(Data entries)
+--

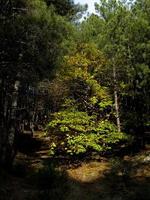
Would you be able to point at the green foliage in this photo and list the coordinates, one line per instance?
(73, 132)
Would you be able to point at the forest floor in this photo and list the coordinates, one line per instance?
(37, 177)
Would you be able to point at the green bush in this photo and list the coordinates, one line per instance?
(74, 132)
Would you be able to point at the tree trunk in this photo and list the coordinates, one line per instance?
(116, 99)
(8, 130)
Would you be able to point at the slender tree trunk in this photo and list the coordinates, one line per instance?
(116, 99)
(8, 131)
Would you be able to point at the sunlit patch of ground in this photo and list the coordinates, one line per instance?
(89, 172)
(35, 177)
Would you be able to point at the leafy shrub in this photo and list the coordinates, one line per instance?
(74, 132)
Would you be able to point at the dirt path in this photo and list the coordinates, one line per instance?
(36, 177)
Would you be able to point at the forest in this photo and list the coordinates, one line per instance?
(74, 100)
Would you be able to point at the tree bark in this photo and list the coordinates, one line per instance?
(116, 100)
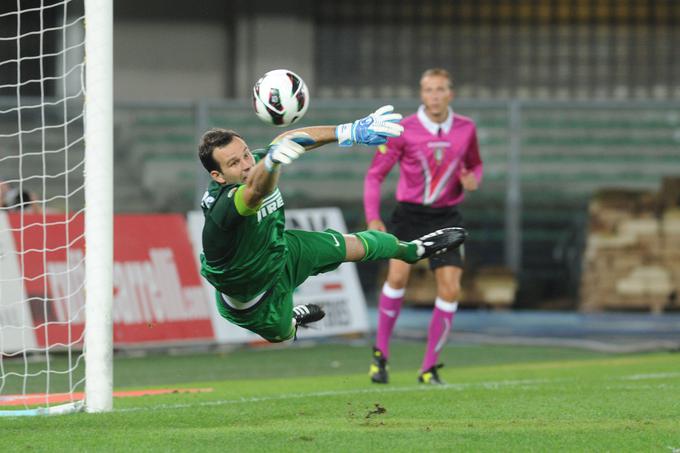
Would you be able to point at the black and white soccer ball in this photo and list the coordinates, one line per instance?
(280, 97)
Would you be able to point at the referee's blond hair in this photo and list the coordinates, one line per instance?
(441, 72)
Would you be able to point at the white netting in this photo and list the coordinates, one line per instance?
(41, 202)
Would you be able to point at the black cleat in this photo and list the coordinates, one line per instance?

+--

▶ [Problem details]:
Extract every line from the one containing "Would you be able to point at the white" through the last line of the data, inclusive, exactly as written.

▶ [Solved problem]:
Would you be able to point at the white netting in this photo and list the coordinates, one line per instance?
(41, 202)
Would you be able to point at the black cleat in this photo and list the coordinates, one line per instance?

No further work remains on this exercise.